Consigne 1
Selon le texte sur l'agriculture face au changement climatique, quelle part des émissions de gaz à effet de serre l'agriculture représente-t-elle ?
-*-*-
Coupable, victime, salvatrice : l’agriculture face au changement climatique

Face aux engagements et obligations climatiques portés par la France, le ministère de l’Agriculture a transmis au Haut conseil pour le climat son Plan national d’adaptation au changement climatique (PNACC).

Coupable, victime et salvatrice : tel est le statut de l’agriculture face au défi climatique. Coupable parce que l’agriculture est responsable d’environ 20% des émissions de gaz à effet de serre. Victime parce que l’agriculture travaille à ciel ouvert et qu’elle n’est en rien prémunie contre l’incidence, croissante, des aléas climatiques. Salvatrice parce que l’agriculture est une partie de la solution, du fait de sa capacité à stocker le carbone. Une preuve ? En augmentant, chaque année, de 4‰ (0,4%) au plan mondial le stock de carbone dans les sols, on compenserait les émissions de C02 émises dans le même temps par l’Humanité. Gare à ne pas s’enflammer. Dans un pays comme la France, le taux de 4‰ ne compenserait que 12% des émissions de gaz à effet de serre (GES). On comprend pourquoi le premier axe du Plan national d’adaptation au changement climatique (PNACC) du ministère de l’Agriculture concerne la réduction des émissions...
-*-*-
Consigne 2
Recopiez à l'identique, s'il vous plaît, les lignes des enregistrements qui vont de la ligne contenant « # test: for every instance of the horse's tail, mark » jusqu'à la fin des enregistrements, ces deux bornes comprises.

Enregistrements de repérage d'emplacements
-*-*-
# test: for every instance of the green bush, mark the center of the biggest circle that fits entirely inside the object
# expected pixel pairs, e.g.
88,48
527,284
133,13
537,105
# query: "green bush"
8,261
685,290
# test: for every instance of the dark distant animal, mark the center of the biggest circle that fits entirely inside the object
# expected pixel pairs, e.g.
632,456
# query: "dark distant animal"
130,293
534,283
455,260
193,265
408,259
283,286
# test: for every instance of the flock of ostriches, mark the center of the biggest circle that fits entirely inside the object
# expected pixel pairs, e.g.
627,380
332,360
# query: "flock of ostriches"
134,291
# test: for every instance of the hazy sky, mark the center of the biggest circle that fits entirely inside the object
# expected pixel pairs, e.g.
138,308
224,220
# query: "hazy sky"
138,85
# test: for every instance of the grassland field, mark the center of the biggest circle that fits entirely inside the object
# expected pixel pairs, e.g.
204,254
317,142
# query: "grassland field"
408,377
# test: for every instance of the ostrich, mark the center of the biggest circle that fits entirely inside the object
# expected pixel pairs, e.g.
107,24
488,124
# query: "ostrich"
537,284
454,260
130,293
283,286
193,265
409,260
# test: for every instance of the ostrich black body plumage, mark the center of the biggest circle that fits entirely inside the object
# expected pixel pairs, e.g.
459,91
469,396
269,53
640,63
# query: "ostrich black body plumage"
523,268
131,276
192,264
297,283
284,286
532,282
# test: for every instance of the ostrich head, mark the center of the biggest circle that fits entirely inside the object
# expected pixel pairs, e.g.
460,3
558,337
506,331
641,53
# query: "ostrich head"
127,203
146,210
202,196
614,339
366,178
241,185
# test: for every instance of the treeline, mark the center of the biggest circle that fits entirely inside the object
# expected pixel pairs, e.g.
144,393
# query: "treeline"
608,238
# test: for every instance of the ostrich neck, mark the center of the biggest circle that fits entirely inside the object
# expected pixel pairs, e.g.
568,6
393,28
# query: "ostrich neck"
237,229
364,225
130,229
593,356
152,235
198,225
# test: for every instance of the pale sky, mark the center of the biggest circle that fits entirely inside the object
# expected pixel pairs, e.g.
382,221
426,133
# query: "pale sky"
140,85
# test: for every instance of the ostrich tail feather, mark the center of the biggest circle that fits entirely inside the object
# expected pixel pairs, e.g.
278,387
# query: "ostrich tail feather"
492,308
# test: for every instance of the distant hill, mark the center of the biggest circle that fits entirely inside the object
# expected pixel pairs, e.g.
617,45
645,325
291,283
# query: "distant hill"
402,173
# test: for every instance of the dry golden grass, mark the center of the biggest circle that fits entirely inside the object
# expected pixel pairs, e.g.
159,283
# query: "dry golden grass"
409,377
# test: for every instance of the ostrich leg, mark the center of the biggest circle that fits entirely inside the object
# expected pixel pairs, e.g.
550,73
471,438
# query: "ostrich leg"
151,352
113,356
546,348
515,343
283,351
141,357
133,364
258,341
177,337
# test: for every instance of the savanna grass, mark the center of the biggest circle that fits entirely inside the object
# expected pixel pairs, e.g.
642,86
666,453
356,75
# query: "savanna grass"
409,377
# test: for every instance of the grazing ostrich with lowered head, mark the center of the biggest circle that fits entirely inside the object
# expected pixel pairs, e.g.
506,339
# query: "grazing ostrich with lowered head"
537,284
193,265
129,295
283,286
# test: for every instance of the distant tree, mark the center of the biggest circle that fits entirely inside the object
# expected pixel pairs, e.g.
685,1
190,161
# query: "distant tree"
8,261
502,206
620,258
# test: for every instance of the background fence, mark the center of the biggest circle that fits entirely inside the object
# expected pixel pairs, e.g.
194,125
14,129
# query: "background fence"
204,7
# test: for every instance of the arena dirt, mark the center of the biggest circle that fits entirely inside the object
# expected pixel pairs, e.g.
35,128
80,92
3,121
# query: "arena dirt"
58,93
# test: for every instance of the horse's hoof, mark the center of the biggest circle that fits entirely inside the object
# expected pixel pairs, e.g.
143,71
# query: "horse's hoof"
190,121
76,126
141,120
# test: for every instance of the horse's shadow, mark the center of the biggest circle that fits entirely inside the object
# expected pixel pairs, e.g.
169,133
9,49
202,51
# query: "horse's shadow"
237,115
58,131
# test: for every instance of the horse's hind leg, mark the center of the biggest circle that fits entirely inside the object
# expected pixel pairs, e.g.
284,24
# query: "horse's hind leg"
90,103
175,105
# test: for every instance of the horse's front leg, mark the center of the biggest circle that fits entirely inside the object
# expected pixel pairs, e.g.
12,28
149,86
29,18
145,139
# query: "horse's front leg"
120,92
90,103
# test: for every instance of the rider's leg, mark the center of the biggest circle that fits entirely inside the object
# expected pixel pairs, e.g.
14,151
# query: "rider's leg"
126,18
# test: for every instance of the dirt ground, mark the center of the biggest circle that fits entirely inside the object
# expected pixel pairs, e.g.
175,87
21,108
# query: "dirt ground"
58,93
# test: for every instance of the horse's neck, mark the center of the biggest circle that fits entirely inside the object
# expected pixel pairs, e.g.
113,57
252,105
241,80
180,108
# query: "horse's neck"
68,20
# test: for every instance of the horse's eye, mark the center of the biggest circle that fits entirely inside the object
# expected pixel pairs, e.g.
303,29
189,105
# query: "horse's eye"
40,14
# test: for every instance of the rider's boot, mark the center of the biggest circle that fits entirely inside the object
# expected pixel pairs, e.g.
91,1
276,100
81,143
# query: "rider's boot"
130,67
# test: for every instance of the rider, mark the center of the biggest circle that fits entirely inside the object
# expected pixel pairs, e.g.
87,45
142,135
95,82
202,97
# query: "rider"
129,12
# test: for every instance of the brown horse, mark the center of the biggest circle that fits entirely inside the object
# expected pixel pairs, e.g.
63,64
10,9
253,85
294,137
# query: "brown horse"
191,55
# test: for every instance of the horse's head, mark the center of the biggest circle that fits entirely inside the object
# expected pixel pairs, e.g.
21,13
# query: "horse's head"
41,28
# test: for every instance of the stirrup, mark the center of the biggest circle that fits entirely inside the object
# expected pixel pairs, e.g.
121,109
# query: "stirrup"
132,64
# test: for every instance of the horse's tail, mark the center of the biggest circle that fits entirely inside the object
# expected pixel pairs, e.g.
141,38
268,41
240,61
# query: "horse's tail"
-*-*-
Résultat final 1
Environ 20 % des émissions de gaz à effet de serre.

Résultat final 2
# test: for every instance of the horse's tail, mark the center of the biggest circle that fits entirely inside the object
# expected pixel pairs, e.g.
141,38
268,41
240,61
# query: "horse's tail"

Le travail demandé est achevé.